(Point-per-instance localization data)

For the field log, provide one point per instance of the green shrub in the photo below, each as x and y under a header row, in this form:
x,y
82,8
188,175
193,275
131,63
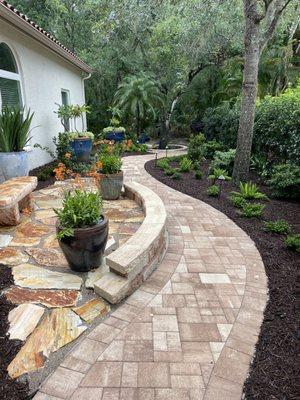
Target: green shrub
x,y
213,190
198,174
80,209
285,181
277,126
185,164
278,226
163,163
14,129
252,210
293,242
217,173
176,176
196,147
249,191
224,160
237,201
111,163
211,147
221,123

==

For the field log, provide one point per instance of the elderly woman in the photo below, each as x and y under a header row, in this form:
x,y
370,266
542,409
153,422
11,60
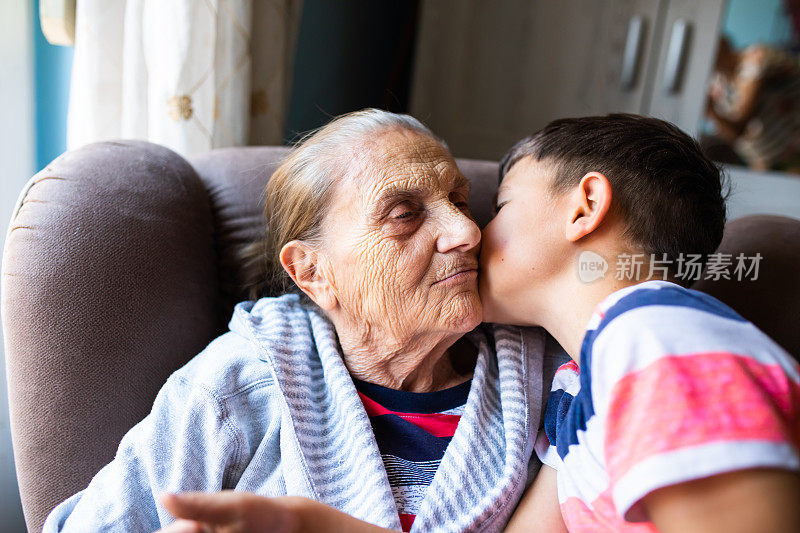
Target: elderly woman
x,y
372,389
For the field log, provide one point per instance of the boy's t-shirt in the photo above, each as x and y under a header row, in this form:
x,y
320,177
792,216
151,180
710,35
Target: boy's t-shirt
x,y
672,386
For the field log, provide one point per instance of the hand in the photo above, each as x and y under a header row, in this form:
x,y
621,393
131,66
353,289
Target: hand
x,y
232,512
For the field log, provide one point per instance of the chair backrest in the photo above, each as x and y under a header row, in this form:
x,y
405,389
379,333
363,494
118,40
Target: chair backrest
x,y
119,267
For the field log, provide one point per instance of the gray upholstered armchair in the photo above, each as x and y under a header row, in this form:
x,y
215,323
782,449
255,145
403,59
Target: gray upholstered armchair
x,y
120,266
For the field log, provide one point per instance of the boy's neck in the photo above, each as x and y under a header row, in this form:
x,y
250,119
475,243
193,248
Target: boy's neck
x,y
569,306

### Problem description
Your task is to find every line above containing the word "below" and copy it.

### Answer to this problem
For the field log, provide one point per instance of the green shrub in the photo below, each as x and y under a header row, in this form:
For the field log, provide one point per instance of the elderly woman in the photo below, each as x and y under a header row, in this form:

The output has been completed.